Below are the records; copy exactly the stretch from the line containing "spot the shoreline." through the line containing "spot the boat with blue canopy.", both ends included, and nothing else.

§ **DATA**
_____
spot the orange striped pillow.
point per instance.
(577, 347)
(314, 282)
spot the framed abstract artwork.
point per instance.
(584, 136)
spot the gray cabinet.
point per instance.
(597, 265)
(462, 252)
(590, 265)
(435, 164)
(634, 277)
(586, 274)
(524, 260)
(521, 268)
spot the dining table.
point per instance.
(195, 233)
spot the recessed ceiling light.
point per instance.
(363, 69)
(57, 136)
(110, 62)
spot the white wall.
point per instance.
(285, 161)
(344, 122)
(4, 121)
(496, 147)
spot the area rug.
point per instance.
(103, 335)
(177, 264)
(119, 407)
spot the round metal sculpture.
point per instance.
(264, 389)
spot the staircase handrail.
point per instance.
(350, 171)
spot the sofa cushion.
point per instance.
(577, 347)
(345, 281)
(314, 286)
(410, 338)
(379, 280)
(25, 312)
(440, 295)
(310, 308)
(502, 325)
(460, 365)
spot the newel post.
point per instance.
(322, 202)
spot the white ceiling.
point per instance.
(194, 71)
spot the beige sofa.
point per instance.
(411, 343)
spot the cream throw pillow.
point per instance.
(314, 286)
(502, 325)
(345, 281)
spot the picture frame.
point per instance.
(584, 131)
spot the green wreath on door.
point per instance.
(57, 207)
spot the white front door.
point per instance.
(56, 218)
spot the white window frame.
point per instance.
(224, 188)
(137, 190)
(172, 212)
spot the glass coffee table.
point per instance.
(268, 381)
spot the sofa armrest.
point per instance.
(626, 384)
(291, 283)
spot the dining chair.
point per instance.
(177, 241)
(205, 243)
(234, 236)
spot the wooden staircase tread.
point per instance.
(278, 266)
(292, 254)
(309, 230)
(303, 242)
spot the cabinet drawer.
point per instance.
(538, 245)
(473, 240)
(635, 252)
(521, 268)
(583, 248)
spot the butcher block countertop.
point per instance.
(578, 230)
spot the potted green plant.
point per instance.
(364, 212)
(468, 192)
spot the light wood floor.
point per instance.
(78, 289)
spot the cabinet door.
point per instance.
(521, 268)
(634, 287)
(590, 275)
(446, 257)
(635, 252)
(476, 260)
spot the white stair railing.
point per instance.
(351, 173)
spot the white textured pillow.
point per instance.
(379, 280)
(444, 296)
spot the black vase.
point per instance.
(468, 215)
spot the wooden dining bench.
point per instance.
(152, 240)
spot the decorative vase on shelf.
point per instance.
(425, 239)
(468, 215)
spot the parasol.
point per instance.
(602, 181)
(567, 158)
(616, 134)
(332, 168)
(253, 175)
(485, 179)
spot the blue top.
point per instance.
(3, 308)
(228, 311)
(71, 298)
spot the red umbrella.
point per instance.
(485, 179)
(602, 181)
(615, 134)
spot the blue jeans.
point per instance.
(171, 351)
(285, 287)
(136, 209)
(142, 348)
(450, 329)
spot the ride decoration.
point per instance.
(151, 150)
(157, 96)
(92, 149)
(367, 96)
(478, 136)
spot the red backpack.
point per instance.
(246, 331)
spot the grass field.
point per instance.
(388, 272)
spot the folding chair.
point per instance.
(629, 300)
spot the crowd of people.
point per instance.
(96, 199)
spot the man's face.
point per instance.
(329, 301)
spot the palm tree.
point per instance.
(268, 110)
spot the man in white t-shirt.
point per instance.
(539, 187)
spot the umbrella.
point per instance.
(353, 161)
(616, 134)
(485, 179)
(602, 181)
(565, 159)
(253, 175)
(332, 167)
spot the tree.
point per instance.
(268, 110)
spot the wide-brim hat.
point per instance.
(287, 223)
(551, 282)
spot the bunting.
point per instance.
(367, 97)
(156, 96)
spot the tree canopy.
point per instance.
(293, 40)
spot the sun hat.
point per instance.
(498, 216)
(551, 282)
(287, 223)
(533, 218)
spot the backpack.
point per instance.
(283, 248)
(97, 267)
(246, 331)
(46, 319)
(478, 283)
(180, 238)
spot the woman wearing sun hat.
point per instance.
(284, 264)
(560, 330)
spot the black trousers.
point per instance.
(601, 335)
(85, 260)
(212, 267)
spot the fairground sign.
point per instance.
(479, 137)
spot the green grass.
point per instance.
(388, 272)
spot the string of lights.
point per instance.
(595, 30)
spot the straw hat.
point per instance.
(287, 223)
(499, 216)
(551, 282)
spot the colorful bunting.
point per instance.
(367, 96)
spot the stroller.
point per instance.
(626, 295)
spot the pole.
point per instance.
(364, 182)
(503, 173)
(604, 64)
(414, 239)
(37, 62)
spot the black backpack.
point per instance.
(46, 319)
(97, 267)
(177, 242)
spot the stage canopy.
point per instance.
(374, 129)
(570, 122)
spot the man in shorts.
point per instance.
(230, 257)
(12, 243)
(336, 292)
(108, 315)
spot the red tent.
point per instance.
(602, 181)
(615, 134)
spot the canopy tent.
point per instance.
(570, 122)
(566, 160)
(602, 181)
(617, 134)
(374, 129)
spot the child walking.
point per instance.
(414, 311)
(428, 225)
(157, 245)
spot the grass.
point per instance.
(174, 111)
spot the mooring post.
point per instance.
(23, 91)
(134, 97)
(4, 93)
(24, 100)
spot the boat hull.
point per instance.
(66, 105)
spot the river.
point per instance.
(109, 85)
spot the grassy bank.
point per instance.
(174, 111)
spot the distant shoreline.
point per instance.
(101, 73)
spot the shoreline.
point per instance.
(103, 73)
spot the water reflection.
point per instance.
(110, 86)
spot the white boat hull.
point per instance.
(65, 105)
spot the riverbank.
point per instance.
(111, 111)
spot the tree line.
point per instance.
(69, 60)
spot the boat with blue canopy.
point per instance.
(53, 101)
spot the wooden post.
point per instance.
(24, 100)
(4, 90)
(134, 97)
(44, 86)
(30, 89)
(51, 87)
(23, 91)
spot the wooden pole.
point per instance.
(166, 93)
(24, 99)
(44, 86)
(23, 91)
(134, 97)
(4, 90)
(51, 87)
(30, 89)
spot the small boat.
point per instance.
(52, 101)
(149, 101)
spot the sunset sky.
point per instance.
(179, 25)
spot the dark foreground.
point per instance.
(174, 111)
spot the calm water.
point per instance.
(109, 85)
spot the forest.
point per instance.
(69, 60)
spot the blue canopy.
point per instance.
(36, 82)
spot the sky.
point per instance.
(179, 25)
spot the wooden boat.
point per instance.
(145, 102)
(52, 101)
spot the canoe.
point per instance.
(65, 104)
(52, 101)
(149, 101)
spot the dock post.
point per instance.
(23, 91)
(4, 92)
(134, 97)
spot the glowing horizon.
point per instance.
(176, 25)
_____
§ **RESPONSE TO THE EXERCISE**
spot the shoreline.
point per instance.
(103, 73)
spot the water reflection.
point per instance.
(110, 86)
spot the white boat hull.
point per instance.
(65, 105)
spot the riverbank.
point per instance.
(111, 111)
spot the tree line.
point per instance.
(69, 60)
spot the boat with blue canopy.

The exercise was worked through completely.